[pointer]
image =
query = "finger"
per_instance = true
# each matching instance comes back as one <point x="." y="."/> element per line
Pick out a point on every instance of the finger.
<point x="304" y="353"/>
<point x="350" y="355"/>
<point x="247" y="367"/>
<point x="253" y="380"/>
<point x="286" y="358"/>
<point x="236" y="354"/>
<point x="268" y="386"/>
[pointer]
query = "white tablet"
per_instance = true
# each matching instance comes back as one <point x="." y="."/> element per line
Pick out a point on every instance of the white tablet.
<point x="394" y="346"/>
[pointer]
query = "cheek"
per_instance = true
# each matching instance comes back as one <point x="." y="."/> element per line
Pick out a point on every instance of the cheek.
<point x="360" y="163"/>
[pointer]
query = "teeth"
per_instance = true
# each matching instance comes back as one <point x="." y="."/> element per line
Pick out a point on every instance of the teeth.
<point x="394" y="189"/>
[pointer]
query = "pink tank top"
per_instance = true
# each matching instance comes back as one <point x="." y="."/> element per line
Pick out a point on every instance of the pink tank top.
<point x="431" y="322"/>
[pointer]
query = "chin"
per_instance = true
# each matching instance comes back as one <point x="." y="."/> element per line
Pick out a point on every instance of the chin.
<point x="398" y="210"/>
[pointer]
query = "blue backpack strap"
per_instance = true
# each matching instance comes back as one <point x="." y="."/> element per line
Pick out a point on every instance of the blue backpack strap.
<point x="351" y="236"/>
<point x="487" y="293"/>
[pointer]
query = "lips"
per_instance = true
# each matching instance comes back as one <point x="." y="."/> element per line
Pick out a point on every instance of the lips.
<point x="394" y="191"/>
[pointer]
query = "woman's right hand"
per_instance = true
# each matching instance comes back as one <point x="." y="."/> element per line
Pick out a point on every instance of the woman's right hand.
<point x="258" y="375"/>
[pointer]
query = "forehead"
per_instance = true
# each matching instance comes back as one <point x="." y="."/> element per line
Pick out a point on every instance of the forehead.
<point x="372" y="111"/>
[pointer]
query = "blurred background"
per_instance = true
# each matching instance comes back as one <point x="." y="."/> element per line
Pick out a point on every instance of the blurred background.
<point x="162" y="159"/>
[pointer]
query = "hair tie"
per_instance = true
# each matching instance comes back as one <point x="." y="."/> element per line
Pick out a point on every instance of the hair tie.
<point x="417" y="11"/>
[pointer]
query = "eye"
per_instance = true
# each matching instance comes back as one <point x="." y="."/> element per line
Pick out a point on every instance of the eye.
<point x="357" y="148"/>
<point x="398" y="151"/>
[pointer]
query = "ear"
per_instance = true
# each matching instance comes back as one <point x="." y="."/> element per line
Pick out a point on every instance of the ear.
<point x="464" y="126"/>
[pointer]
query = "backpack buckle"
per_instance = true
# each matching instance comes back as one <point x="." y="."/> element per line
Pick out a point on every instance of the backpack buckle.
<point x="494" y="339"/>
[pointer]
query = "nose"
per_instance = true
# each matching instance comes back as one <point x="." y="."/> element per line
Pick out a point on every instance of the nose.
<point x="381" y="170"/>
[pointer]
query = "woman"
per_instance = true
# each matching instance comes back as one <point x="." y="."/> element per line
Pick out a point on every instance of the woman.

_WHAT THE EXERCISE ASKS_
Write out the data above once more, exactly as it stands.

_ANSWER_
[pointer]
image =
query = "finger"
per_instance = true
# each matching instance comes back as one <point x="." y="."/> element per line
Pick out a point on every instance of the finger.
<point x="304" y="353"/>
<point x="350" y="355"/>
<point x="247" y="367"/>
<point x="253" y="380"/>
<point x="286" y="358"/>
<point x="236" y="354"/>
<point x="268" y="386"/>
[pointer]
query = "white tablet"
per_instance = true
# each matching instance comes back as one <point x="." y="."/> element per line
Pick out a point on every instance of the white tablet.
<point x="394" y="346"/>
[pointer]
query = "cheek"
per_instance = true
# each matching instance comes back as one <point x="." y="."/> element per line
Pick out a point on every instance of the cheek.
<point x="360" y="163"/>
[pointer]
query = "teeth"
per_instance = true
# each matching instance comes back as one <point x="." y="."/> element per line
Pick out a point on every instance of the teeth.
<point x="394" y="189"/>
[pointer]
query = "pink tank top"
per_instance = true
# each matching instance comes back as one <point x="." y="."/> element per line
Pick out a point on every instance of the pink tank top.
<point x="431" y="322"/>
[pointer]
query = "chin"
per_instance = true
# each matching instance comes back as one <point x="." y="."/> element per line
Pick out a point on every instance of the chin.
<point x="398" y="210"/>
[pointer]
query = "blue backpack strap"
per_instance = true
# each matching instance comes back as one <point x="." y="."/> element per line
Pick out a point on every instance of the blue backpack strap.
<point x="351" y="236"/>
<point x="487" y="293"/>
[pointer]
query = "lips"
per_instance = true
# each matching instance comes back as one <point x="." y="."/> element per line
Pick out a point on every instance of the lips.
<point x="394" y="191"/>
[pointer]
query = "woman's right hand"
per_instance = true
# each matching instance comes back as one <point x="." y="."/> element per line
Pick out a point on every instance of the woman's right hand.
<point x="258" y="375"/>
[pointer]
query = "forehead"
per_instance = true
# each matching instance comes back as one <point x="." y="."/> element per line
Pick out a point on every instance of the forehead.
<point x="372" y="111"/>
[pointer]
query = "blurred background"
per_instance = true
# each matching instance comes back as one <point x="." y="."/> element per line
Pick out a point on every instance of the blurred background.
<point x="162" y="159"/>
[pointer]
query = "hair tie"
per_instance = true
# each matching instance comes back as one <point x="." y="."/> element per line
Pick out a point on every instance of the hair tie.
<point x="417" y="11"/>
[pointer]
query = "eye"
per_instance = true
# each matching instance comes back as one <point x="." y="."/> element per line
Pick out a point on every instance of the eye.
<point x="357" y="148"/>
<point x="398" y="151"/>
[pointer]
query = "ear"
per_instance = true
# each matching instance comes back as one <point x="." y="."/> element per line
Pick out a point on every instance of the ear.
<point x="464" y="126"/>
[pointer]
query = "backpack buckle"
per_instance = true
# each matching instance comes back as one <point x="." y="."/> element per line
Pick out a point on every instance of the backpack buckle.
<point x="494" y="339"/>
[pointer]
query = "nose"
per_instance = true
# each matching instance comes back as one <point x="." y="."/> element per line
Pick out a point on every instance of the nose.
<point x="381" y="170"/>
[pointer]
query = "woman"
per_instance = true
# each matching instance comes back as one <point x="." y="."/> element per line
Pick out a point on every instance of the woman.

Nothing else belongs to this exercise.